+++ TEXT SECTION

These UFS mpi regression tests pass with CICE at CICE-Consortium#1054 @apcraig . That is no longer the case for CICE at top of CICE-Consortium/main

@apcraig
Copy link
Copy Markdown

apcraig commented Feb 25, 2026

OK, CICE-Consortium#1054 is Nov, 2025. Since then answer changes were introduced in CICE-Consortium#1067, CICE-Consortium#1089 if you're using the new snow physics,

@NickSzapiro-NOAA
Copy link
Copy Markdown
Collaborator Author

Maybe I should be clearer. The baselines have changed (with zap residual). Coupled runs using different MPI tasks don't match each other

@apcraig
Copy link
Copy Markdown

apcraig commented Feb 25, 2026

OK, I understand now. Standalone CICE testing suggests runs are bit-for-bit with different block size, task, and thread counts. Let me know if I can help pin this issue down.

@NickSzapiro-NOAA
Copy link
Copy Markdown
Collaborator Author

Great that CICE standalone passes @apcraig ! We use grid_format='nc' so that narrows things.

I can only figure it's related to CICE-Consortium#1079 , particularly in the changes around gridbox_verts as now call gridbox_verts after scatter_global and ice_HaloExtrapolate (?)

@apcraig
Copy link
Copy Markdown

apcraig commented Feb 25, 2026

Another idea. We do not test a MOM grid. It would be great to add one. Maybe someone can provide a coarse grid we can use. But, it's possible something was missed along the way related to the MOM grid implementation?

@NickSzapiro-NOAA
Copy link
Copy Markdown
Collaborator Author

NickSzapiro-NOAA commented Feb 26, 2026

I'll try to isolate the troublesome commit

Well, @DeniseWorthen has made several MOM fix files from 1/4 to 9 degrees:
https://noaa-ufs-regtests-pds.s3.amazonaws.com/index.html#input-data-20251015/MOM6_FIX/
But we haven't used mom_nc gridtype yet. Probably Anton has more there

I'm sorry I should know more about CICE standalone+unit testing @apcraig
Are there tests to check that CICE standalone for our 1 degree passes
https://noaa-ufs-regtests-pds.s3.amazonaws.com/index.html#input-data-20251015/CICE_FIX/100/

@apcraig
Copy link
Copy Markdown

apcraig commented Feb 26, 2026

@NickSzapiro-NOAA, there are no standalone tests with any MOM grids. I will try to setup some standalone testing with one of the lower resolution grids. Separately, I encourage you to try to identify when the problem was introduced. There were several updates over the last few months, including some that impacted infrastructure.

++++++

*WHAT YOU SHOULD DO*
Please write what comes next in the thread on the CICE MPI regression tests, picking up after its last comment.

+++ DATA LISTING

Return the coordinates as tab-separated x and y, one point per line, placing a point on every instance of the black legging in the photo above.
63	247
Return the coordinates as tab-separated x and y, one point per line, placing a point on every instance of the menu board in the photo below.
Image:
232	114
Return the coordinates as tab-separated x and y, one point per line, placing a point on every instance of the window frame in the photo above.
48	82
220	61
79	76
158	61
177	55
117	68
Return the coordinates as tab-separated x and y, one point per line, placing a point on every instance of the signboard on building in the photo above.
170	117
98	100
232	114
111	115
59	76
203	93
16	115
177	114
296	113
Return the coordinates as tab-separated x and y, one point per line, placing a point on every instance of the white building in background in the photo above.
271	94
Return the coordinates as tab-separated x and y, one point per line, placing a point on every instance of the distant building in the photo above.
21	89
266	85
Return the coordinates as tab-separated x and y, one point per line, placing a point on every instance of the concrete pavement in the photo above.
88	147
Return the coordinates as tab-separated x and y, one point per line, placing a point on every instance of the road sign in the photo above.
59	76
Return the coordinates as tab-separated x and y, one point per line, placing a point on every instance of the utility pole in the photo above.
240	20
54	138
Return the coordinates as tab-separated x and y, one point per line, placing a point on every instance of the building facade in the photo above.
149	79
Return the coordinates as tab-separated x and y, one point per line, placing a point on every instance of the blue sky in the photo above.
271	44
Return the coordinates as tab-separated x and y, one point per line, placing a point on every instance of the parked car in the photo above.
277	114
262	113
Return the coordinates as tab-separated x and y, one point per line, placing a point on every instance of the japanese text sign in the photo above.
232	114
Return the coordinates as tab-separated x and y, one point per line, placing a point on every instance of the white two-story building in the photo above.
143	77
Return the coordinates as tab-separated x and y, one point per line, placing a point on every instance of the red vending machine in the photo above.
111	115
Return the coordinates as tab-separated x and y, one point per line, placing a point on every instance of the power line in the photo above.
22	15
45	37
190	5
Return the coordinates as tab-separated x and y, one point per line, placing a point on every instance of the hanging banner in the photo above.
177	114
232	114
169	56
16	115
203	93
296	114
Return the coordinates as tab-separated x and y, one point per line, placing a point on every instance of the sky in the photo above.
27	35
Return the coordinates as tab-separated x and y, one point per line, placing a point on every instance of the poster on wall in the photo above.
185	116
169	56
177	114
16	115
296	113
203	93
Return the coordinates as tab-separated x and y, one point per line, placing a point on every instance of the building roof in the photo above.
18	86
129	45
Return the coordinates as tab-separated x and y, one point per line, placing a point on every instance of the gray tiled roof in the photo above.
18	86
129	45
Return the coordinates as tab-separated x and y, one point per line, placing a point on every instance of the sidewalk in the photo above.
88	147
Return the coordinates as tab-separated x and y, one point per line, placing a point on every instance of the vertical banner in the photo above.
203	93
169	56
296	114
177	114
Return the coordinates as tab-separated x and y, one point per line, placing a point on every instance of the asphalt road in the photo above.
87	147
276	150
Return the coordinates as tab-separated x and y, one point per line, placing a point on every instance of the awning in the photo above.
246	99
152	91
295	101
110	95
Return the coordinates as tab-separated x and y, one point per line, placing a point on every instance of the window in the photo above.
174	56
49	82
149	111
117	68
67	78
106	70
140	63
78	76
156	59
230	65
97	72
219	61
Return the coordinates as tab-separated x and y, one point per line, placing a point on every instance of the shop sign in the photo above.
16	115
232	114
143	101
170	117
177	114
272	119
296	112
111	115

++++++

*OUTPUT FOR THIS EXERCISE*
@NickSzapiro-NOAA
Copy link
Copy Markdown
Collaborator Author

Thanks @apcraig . fwiw, reverting extended grid commit 26a5cfe doesn't fix it. I'm trying the zap residual and history changes too separately

Denise found that the first restart reproduces, but the next one doesn't ... maybe the thresholding in zap residual is sensitive to the order of operations across tasks (?)

@apcraig
Copy link
Copy Markdown

apcraig commented Feb 26, 2026

My understanding of zap residual is that it's just local and the parameters are identical at all grid points. I would be surprised if that result had a decomposition issue. But definitely worth confirming.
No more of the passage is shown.